# EXERCISE GOAL:
Please reply with one number only: how many lines in the entries below contain the string "POST".

=== Begin Enclosure ===

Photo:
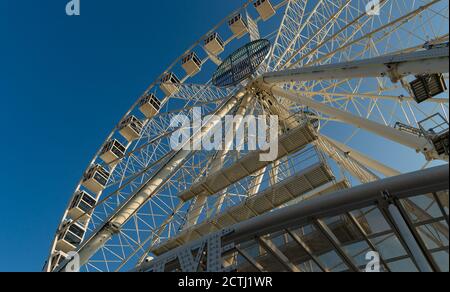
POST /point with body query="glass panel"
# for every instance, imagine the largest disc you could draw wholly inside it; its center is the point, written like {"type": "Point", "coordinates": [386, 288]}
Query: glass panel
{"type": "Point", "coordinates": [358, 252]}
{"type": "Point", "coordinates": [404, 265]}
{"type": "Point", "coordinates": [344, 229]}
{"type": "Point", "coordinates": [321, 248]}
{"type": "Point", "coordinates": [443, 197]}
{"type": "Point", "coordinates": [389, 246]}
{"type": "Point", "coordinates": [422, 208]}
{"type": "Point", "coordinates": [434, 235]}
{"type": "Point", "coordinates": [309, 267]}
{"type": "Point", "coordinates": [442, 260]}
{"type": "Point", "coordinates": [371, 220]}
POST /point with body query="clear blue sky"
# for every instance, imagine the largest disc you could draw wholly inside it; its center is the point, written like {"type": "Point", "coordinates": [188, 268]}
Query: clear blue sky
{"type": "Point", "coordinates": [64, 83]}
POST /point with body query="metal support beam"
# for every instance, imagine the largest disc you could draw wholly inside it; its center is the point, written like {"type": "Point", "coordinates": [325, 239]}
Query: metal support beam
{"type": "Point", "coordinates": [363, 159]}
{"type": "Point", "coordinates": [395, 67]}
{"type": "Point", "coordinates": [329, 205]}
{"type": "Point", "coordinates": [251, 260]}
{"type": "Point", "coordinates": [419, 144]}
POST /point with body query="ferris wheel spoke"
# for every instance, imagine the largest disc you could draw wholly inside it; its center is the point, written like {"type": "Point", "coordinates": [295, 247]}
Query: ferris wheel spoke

=== End Enclosure ===

# RESULT FOR THIS EXERCISE:
4